## Page excerpt
****
# How do you differentiate f(x) =(1-x)/(x^3-6) using the quotient rule?

Sep 17, 2017

$\frac{d}{\mathrm{dx}} \left(f \left(x\right)\right) = \frac{2 {x}^{3} - 3 {x}^{2} + 6}{{\left({x}^{3} - 6\right)}^{2}}$

#### Explanation:

Let's start off with the definition of the quotient rule:

$\frac{d}{\mathrm{dx}} \left(f \frac{x}{g \left(x\right)}\right) = \frac{g \left(x\right) f ' \left(x\right) - f \left(x\right) g ' \left(x\right)}{g \left(x\right)} ^ 2$

Or to make remembering the rule simpler, let $f \left(x\right)$ be "$h i g h$," being the upper function and let $g \left(x\right)$ be "$l o w$," being the lower function to give us:

$\frac{d}{\mathrm{dx}} \left(\frac{h i g h}{l o w}\right) = \frac{l o w \cdot d ' \left(h i g h\right) - \left(h i g h \cdot d ' \left(l o w\right)\right)}{l o w} ^ 2$

where $d '$ denotes the "derivative of."

This formula can be read as "low d high minus high d low over low squared," which has a nice flow for memorization.
****
## Data excerpt
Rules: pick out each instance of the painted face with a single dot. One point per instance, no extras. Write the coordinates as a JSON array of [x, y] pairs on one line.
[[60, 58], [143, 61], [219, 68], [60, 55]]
****
## Required work
A - According to the quotient rule explanation, how can the formula be read aloud to make it easier to memorize?
B - Resume the quotient rule explanation after its final sentence.
The material has no part in this.

## Task results
A - As "low d high minus high d low over low squared."

B -
In the case $f \left(x\right) = \frac{1 - x}{{x}^{3} - 6}$, let "$l o w$" denote ${x}^{3} - 6$ and "$h i g h$" denote $1 - x$

Applying the quotient rule,

$\frac{d}{\mathrm{dx}} \left(\frac{h i g h}{l o w}\right) = \frac{\left({x}^{3} - 6\right) \cdot d ' \left(1 - x\right) - \left(\left(1 - x\right) \cdot d ' \left({x}^{3} - 6\right)\right)}{{x}^{3} - 6} ^ 2$

Now switching $\left(\frac{h i g h}{l o w}\right)$ to $f \left(x\right)$ for simplicity,

d/dx (f(x)) = ((x^3 - 6)⋅(-1) - ((1-x)*(3x^2)))/(x^3 - 6)^2

Knowing that by the power rule $\frac{d}{\mathrm{dx}} \left({x}^{n}\right) = n {x}^{n - 1}$

And that the derivative of a constant is $0$.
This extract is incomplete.